§ **Text under study**:
---*---
Yesterday, I was working in a community health center where I do a few shifts a week. A woman came in complaining of chest pain, and although there were more than three dozen people waiting for scheduled appointments, we had to bring her into the pods and assess her right away. We generally discourage people from coming to the health center with acute complaints that should warrant a call to 911, but sometimes people show up on our doorstep and we have no choice.
Although we could have simply called 911 and waited for the EMTs, the doctor who was available at the moment decided to take some action before we made the call. Per protocol, we gave the woman (who has a history of heart disease and angina) a sublingual nitro, a baby aspirin, and some Maalox (just in case it was heartburn causing the pain---she has a history of severe GERD).
---*---
§ **Information supplied**:
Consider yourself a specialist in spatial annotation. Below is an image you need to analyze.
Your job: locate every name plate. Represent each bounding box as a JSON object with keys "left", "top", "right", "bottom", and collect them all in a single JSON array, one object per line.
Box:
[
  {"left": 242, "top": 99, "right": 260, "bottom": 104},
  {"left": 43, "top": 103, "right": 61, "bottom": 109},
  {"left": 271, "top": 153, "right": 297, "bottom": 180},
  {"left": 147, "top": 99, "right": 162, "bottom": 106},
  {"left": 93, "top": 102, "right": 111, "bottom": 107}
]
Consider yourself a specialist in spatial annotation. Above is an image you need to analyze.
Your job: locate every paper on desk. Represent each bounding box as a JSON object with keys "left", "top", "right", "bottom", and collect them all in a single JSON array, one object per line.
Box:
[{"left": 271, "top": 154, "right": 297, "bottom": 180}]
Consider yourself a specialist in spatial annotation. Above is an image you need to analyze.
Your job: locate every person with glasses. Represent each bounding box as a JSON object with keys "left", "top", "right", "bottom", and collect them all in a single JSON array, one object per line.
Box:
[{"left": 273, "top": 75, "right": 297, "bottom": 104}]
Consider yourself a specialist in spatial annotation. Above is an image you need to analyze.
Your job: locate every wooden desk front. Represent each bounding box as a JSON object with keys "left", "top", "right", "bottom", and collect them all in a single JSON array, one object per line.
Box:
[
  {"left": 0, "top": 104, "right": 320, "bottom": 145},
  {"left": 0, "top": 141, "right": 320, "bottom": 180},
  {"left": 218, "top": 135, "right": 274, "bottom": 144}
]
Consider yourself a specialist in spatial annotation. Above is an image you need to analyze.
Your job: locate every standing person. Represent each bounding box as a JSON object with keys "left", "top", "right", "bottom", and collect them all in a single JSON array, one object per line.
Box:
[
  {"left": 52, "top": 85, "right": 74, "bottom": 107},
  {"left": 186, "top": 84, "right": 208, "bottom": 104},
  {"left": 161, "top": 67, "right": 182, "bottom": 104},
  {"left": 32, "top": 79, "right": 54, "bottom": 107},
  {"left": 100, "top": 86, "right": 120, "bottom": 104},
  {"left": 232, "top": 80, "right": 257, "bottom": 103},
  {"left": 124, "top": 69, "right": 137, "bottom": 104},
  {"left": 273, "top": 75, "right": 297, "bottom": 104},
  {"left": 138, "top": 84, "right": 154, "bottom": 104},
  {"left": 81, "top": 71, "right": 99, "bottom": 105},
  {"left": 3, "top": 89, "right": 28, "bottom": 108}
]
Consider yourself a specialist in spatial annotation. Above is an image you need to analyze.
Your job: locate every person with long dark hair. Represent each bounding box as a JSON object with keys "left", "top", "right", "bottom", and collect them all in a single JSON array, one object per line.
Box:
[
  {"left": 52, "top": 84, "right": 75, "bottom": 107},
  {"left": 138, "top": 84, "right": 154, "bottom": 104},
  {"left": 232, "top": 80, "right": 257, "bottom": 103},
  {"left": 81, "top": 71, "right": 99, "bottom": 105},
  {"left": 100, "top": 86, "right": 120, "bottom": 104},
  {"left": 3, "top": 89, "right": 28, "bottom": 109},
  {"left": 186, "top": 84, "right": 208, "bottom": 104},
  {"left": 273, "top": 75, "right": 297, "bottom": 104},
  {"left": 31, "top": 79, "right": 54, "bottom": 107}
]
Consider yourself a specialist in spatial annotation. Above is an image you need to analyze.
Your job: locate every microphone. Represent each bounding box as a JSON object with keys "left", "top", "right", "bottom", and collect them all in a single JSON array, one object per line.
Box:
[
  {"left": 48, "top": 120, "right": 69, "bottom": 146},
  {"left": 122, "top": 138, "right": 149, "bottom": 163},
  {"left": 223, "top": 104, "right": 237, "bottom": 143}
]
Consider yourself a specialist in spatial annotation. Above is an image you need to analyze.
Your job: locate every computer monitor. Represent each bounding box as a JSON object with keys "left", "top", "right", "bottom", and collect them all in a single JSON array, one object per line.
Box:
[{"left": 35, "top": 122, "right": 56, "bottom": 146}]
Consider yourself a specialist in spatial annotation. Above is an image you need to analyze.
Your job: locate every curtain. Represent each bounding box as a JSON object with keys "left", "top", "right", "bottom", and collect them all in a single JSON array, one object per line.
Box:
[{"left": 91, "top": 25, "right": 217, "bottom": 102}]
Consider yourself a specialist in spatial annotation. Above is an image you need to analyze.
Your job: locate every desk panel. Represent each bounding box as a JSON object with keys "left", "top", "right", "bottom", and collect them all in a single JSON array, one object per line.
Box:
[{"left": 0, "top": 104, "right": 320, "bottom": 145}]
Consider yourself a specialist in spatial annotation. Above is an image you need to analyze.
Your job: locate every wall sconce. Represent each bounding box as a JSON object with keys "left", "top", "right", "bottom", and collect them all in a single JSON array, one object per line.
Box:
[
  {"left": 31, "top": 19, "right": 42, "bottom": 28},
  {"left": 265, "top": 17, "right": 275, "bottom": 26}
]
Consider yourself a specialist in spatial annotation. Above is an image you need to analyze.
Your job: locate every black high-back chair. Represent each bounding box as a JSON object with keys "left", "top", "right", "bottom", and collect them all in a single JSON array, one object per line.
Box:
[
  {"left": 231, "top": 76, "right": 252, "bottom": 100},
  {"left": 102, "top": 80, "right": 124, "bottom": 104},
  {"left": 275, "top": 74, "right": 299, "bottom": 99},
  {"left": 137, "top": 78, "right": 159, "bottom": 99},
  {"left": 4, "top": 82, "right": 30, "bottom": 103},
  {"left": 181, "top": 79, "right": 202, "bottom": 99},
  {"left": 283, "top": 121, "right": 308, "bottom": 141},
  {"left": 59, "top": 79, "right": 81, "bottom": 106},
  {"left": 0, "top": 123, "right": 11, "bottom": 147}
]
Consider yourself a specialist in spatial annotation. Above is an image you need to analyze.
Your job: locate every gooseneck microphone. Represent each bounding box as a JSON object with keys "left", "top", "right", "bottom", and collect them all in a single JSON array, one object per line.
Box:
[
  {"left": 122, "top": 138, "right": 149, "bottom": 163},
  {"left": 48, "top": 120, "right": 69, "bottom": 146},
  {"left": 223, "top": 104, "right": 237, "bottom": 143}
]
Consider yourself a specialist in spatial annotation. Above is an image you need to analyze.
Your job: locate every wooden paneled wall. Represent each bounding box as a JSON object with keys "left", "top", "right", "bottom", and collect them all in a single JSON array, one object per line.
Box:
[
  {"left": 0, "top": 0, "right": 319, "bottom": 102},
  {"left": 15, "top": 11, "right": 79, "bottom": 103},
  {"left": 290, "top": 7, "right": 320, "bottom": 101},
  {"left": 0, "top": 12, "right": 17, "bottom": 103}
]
---*---
Continue the account of the woman with chest pain at the community health center, picking up right after its final sentence.

An ECG showed no acute changes, and since we have access to her medical history from the nearby hospital with which we are affiliated, we were able to see previous ECG readings, all of which demonstrated for us that this was most likely not an MI. Her BP was stable, her pulse was bounding and rapid, and she was hyperventilating and very diaphoretic. She also speaks no English and was extremely emotionally distraught.
I tried to comfort her in my pidgeon Spanish, but a bilingual medical assistant came to the rescue and we talked her down to a calm state after the electrodes were removed. We told her we were calling the ambulance to take her to the ER for an evaluation, and she adamantly refused, stating that she would not go under any circumstances. We persisted, but she persisted more strongly, and the doctor agreed that we could refrain from calling 911 if we kept her for a while monitored her closely, and checked her vitals every 15 minutes for 90 minutes. (Just what we needed on a busy Friday afternoon before a long holiday weekend!)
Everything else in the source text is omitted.